◆ Stored records:
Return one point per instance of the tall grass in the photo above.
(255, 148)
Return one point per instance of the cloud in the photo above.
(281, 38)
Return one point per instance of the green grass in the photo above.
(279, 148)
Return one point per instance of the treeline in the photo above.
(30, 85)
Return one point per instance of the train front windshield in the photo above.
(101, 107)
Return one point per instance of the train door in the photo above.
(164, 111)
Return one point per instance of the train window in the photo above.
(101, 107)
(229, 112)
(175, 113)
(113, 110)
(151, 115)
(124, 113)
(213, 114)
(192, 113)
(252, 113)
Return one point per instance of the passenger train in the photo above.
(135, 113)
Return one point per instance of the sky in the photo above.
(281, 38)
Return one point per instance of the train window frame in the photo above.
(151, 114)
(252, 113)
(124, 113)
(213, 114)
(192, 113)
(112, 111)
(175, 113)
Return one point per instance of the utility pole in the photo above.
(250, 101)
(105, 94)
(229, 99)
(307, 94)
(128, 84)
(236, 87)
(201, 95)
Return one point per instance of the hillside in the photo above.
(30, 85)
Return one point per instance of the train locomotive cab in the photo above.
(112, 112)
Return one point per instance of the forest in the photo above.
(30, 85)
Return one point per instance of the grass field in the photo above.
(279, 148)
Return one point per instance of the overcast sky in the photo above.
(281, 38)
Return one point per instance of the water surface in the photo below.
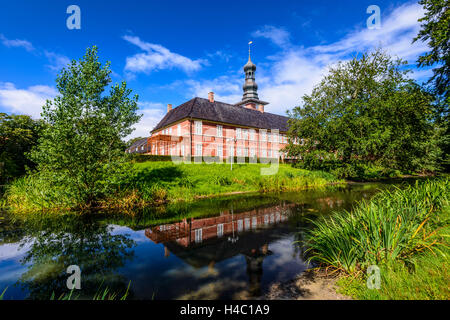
(227, 248)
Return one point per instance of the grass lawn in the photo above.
(172, 182)
(164, 181)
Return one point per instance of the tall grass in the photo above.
(166, 181)
(393, 226)
(161, 182)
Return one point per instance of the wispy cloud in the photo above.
(25, 101)
(294, 70)
(156, 57)
(152, 113)
(277, 35)
(16, 43)
(57, 61)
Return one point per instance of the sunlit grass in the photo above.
(162, 182)
(167, 181)
(3, 293)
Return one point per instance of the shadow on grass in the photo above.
(158, 175)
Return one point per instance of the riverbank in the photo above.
(403, 232)
(157, 183)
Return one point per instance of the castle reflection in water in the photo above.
(205, 241)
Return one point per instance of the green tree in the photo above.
(366, 111)
(436, 32)
(18, 134)
(435, 29)
(82, 147)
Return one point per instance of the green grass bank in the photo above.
(166, 182)
(404, 232)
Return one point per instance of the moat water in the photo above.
(225, 248)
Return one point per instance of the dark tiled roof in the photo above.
(200, 108)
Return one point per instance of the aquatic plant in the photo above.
(393, 226)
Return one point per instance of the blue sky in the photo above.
(172, 51)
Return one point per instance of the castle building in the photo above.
(206, 127)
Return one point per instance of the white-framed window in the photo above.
(198, 235)
(220, 230)
(231, 151)
(238, 133)
(198, 127)
(252, 134)
(274, 137)
(198, 149)
(247, 223)
(263, 134)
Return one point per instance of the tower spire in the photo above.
(250, 96)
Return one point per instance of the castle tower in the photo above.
(250, 97)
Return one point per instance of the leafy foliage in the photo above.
(81, 150)
(436, 31)
(18, 134)
(366, 111)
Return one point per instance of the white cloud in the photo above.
(152, 113)
(25, 101)
(277, 35)
(293, 71)
(16, 43)
(157, 57)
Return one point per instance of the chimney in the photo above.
(211, 97)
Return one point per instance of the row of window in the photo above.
(243, 223)
(240, 152)
(246, 134)
(240, 133)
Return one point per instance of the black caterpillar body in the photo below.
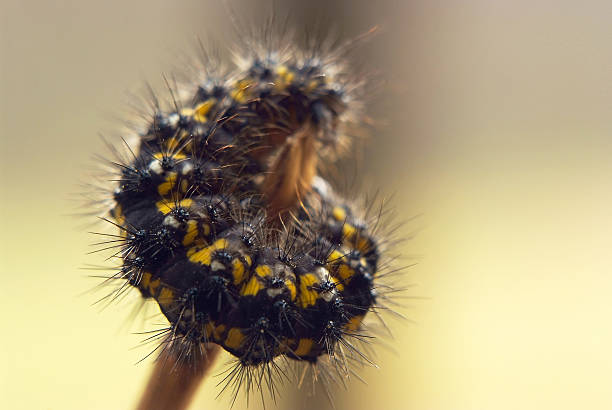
(197, 236)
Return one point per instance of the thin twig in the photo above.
(174, 381)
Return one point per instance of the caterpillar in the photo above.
(224, 220)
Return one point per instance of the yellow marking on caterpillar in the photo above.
(203, 256)
(202, 109)
(238, 271)
(345, 271)
(234, 338)
(144, 281)
(241, 92)
(165, 297)
(165, 207)
(171, 144)
(339, 214)
(192, 232)
(348, 231)
(335, 256)
(308, 297)
(354, 323)
(167, 185)
(291, 286)
(187, 112)
(160, 156)
(263, 271)
(304, 347)
(252, 287)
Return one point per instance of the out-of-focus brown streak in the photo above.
(174, 382)
(290, 176)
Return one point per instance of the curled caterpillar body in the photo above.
(225, 224)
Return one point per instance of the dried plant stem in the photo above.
(174, 381)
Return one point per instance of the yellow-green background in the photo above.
(495, 129)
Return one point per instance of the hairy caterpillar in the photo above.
(224, 221)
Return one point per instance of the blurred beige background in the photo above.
(498, 134)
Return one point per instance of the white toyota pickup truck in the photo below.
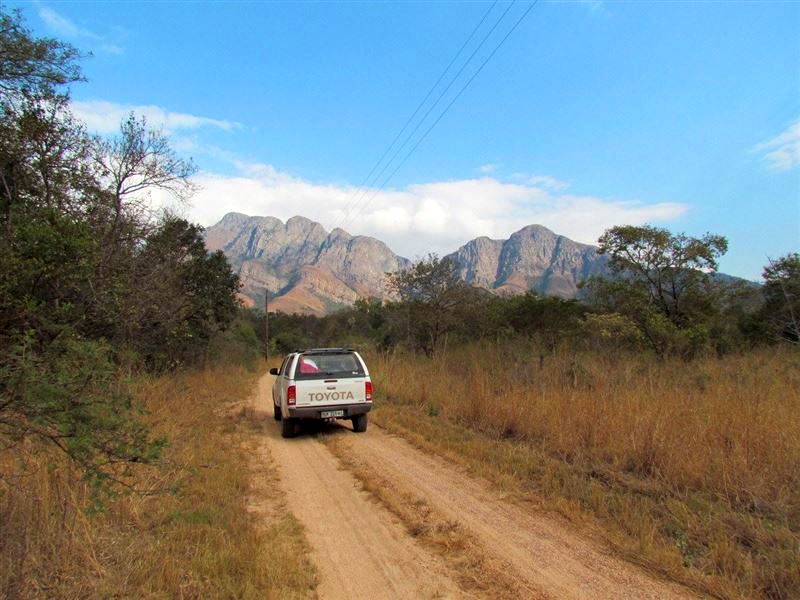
(321, 383)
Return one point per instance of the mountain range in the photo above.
(312, 271)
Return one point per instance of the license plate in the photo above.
(328, 414)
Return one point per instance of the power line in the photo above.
(416, 111)
(357, 205)
(447, 108)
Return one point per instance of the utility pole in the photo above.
(266, 323)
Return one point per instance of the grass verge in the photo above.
(211, 526)
(691, 470)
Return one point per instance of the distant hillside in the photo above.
(311, 271)
(306, 269)
(533, 258)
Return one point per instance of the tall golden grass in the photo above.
(193, 536)
(692, 468)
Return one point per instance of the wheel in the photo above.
(360, 423)
(287, 428)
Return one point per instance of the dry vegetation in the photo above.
(194, 536)
(692, 469)
(476, 573)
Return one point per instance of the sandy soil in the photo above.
(359, 548)
(345, 527)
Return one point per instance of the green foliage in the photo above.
(781, 311)
(70, 394)
(434, 303)
(662, 285)
(92, 284)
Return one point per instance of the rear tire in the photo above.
(288, 428)
(360, 423)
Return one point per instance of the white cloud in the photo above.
(783, 151)
(543, 181)
(430, 217)
(105, 117)
(64, 27)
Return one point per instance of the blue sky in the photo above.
(681, 114)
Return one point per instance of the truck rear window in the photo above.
(320, 366)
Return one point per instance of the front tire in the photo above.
(288, 428)
(360, 423)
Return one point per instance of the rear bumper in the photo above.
(315, 412)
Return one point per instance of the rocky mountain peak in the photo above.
(308, 269)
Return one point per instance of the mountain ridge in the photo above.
(310, 270)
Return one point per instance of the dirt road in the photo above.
(346, 527)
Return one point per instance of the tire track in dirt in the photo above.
(359, 548)
(541, 548)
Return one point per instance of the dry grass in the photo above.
(692, 469)
(472, 568)
(201, 535)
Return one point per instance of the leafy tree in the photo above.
(435, 301)
(662, 284)
(88, 275)
(549, 319)
(781, 292)
(31, 65)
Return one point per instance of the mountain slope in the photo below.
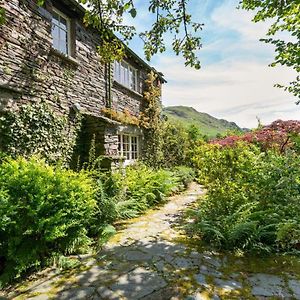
(206, 123)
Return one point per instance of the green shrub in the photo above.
(143, 187)
(252, 200)
(44, 212)
(37, 129)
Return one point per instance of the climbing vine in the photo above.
(152, 122)
(124, 117)
(36, 129)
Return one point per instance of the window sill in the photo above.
(117, 84)
(64, 57)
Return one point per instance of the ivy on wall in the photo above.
(152, 122)
(36, 129)
(124, 117)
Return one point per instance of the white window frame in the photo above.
(68, 21)
(118, 65)
(130, 152)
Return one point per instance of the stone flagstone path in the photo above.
(151, 259)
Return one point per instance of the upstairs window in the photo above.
(125, 74)
(61, 32)
(129, 146)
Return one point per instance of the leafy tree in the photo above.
(170, 16)
(286, 16)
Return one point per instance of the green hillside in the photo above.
(207, 124)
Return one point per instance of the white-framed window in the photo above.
(61, 32)
(125, 74)
(129, 146)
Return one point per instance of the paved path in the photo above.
(151, 258)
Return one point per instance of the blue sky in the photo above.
(235, 81)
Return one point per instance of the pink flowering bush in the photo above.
(279, 135)
(253, 190)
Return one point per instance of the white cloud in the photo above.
(235, 82)
(238, 91)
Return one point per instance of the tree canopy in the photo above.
(285, 15)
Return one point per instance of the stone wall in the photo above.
(30, 69)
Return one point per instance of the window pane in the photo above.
(55, 18)
(60, 33)
(63, 23)
(55, 32)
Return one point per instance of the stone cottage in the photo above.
(48, 53)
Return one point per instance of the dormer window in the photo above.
(61, 32)
(126, 75)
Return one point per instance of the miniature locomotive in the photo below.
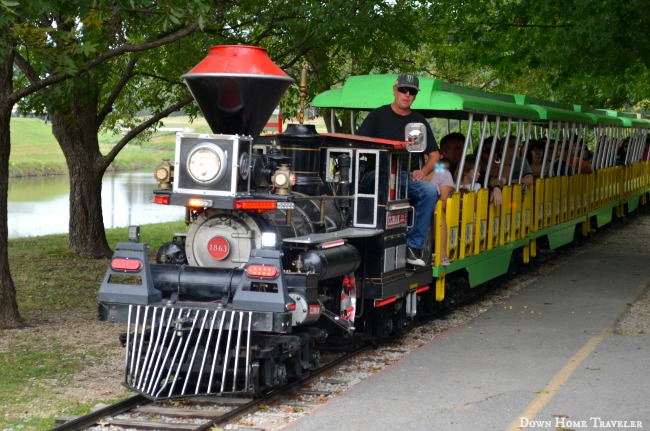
(292, 237)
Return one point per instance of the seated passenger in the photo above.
(451, 147)
(515, 164)
(445, 184)
(535, 156)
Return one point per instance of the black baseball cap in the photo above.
(408, 80)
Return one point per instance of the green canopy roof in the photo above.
(599, 116)
(629, 119)
(435, 99)
(554, 111)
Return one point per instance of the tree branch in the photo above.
(108, 159)
(126, 76)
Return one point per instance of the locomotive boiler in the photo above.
(292, 237)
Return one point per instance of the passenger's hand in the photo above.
(495, 196)
(417, 175)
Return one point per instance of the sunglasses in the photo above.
(404, 90)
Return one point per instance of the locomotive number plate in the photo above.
(219, 248)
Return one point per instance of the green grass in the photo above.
(30, 136)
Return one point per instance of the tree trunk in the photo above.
(75, 128)
(9, 316)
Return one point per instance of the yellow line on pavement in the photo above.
(565, 373)
(560, 379)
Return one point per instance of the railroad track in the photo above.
(192, 413)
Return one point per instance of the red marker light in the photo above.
(123, 264)
(161, 199)
(254, 205)
(262, 271)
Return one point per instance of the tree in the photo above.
(103, 49)
(577, 51)
(55, 64)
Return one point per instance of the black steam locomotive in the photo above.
(292, 237)
(301, 236)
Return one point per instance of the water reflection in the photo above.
(40, 205)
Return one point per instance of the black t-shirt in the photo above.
(384, 123)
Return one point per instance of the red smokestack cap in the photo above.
(237, 88)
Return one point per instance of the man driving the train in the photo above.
(389, 122)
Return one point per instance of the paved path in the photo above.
(548, 358)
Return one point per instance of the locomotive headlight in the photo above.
(282, 180)
(163, 174)
(207, 163)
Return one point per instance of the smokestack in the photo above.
(237, 88)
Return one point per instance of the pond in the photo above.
(40, 205)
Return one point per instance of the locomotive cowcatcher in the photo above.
(292, 238)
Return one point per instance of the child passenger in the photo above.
(444, 182)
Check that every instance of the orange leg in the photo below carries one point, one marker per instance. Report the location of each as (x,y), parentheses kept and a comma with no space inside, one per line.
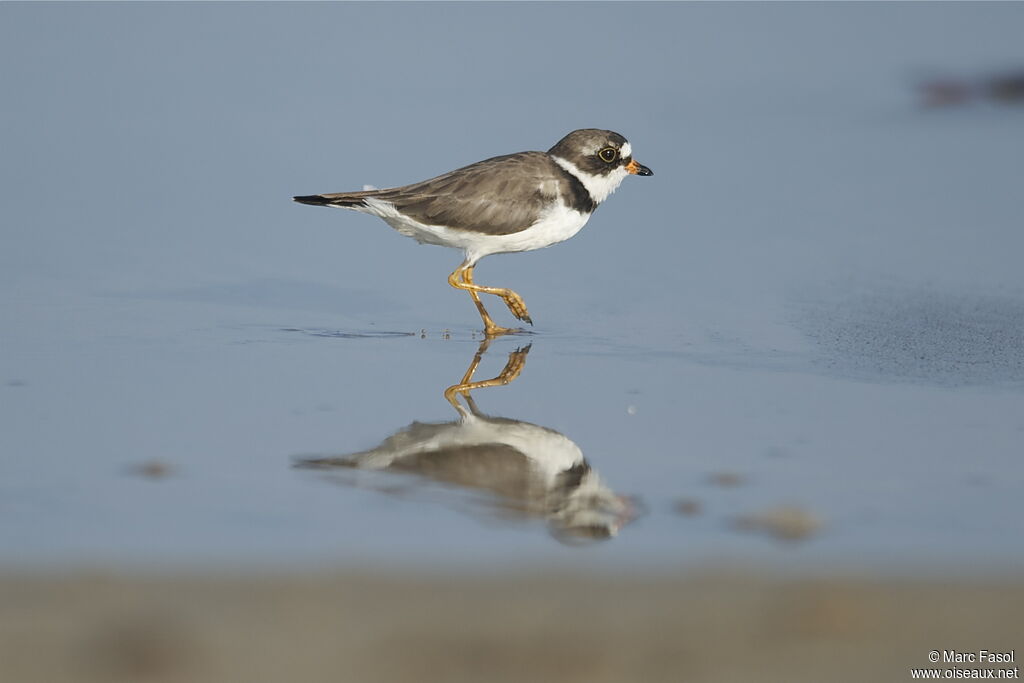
(462,278)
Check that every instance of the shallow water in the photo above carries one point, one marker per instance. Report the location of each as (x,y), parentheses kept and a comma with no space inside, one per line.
(800,343)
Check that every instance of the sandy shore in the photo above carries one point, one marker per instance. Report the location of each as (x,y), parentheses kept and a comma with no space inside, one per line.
(709,627)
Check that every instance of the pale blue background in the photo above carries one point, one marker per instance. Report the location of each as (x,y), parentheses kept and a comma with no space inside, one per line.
(820,288)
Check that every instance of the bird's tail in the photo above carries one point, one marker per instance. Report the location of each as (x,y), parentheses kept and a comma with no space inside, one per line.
(343,200)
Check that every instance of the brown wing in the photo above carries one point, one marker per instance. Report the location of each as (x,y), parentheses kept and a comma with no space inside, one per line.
(499,196)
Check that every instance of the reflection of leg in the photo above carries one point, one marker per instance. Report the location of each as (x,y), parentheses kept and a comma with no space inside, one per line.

◆ Task instructions:
Repeat the lines from the one containing "Check that every instance of the bird's" through the end of the listing, exactly and without any other lines; both ends are included.

◆ Exercise result:
Check that every instance of the bird's tail in the photo above carries one point, one marker per instance. Report the location of each as (x,y), parentheses kept and a comma with no space inside, one per line.
(343,200)
Check that every instance of the brown wing in the photo above carries one point, one marker per instance. Report the location of each as (x,y), parentheses kept and a comma with no space inside, one per line.
(499,196)
Check that every instance of the reflection of leg in the photo above carries one point, one marker per instance. Report the location of each as (x,y), parentheses kept and a comma with no space inside, one per line.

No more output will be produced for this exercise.